▸ **WHAT THIS TASK INVOLVES**: Rewrite everything from the line containing "Where can the sea" down to the end of the data as a numbered list, skipping any blank lines.

▸ **EXCERPTED RECORDS**:

# # # # # # #

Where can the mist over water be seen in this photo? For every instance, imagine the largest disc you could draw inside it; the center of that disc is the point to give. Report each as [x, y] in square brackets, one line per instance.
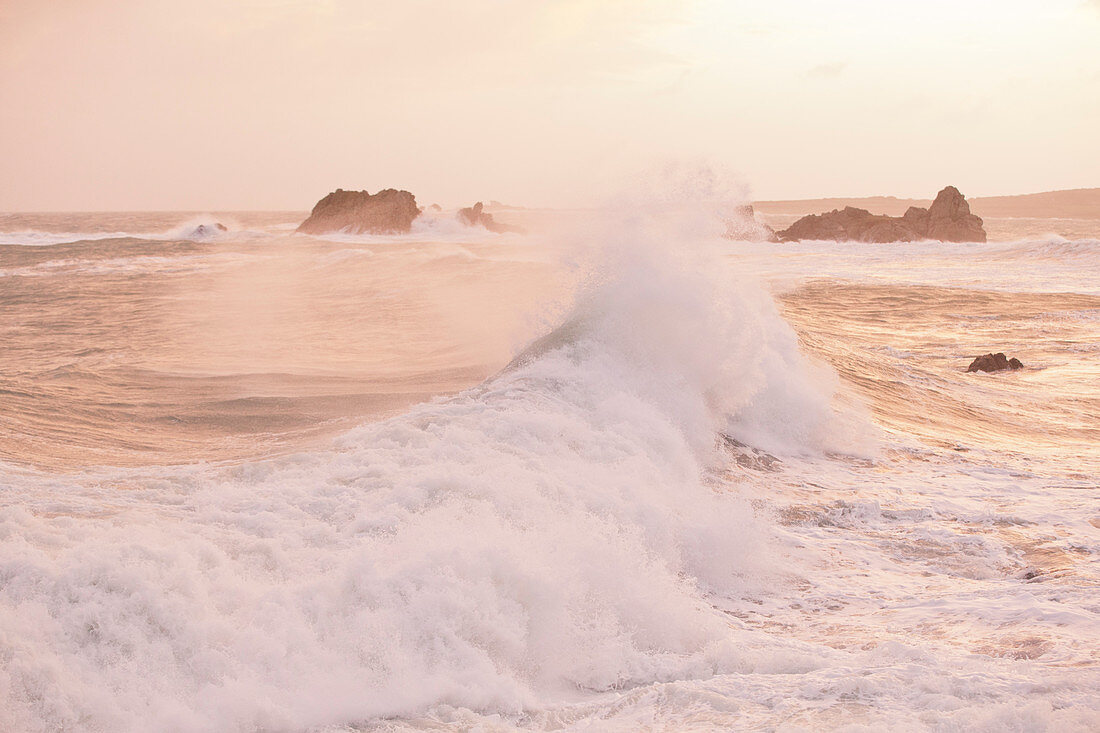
[616, 474]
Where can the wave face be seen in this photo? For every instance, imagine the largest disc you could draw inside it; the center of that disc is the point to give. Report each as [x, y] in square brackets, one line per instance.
[551, 529]
[660, 501]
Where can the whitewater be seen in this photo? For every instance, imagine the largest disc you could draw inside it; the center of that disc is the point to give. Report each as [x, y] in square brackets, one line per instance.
[614, 474]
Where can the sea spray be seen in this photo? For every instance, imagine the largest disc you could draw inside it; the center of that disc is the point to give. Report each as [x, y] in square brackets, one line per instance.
[549, 534]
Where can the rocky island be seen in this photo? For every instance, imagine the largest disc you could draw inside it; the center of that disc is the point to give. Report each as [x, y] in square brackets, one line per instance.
[948, 219]
[359, 212]
[475, 216]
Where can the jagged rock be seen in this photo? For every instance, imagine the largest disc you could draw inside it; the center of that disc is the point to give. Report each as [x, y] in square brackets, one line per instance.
[208, 230]
[743, 227]
[947, 219]
[475, 216]
[358, 211]
[993, 362]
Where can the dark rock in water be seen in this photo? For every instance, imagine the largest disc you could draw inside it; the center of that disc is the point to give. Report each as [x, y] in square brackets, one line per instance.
[358, 211]
[993, 362]
[475, 216]
[207, 230]
[743, 227]
[947, 219]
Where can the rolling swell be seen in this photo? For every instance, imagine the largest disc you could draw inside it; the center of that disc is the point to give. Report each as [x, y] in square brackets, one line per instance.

# # # # # # #

▸ **FULL RESPONSE**:
1. Where can the sea spray be seen in this photo? For every instance, imagine the largest disc you could draw inside it; the center of that disc is the point to give. Report each as [x, y] in square brackets, one line per instance.
2. [549, 534]
3. Where can the rocky island be seen in this photo? For every instance, imagine the largest disc you could draw inside it; the center of that disc is the point to give. Report each as [x, y] in square brackets, one line per instance.
4. [948, 219]
5. [359, 212]
6. [475, 216]
7. Where can the jagged rock be seen in this photo? For every instance, imagine the largest disc you could draw inside it; the center of that disc is the point to give. Report each as [x, y] in square brackets, one line per instance.
8. [208, 230]
9. [743, 227]
10. [947, 219]
11. [475, 216]
12. [358, 211]
13. [993, 362]
14. Where can the dark rock in water be seen in this photo? For every instance, imagine the largest disc you could draw inside it; the center of that disc is the point to give. Report each as [x, y] in square brackets, one line per instance.
15. [358, 211]
16. [993, 362]
17. [475, 216]
18. [207, 230]
19. [743, 227]
20. [947, 219]
21. Where can the rolling swell be seen in this photo? For every instance, imagine the largest disc you could draw inside it; the center of that disc is the point to give. Report each as [x, y] in square brackets, one line per instance.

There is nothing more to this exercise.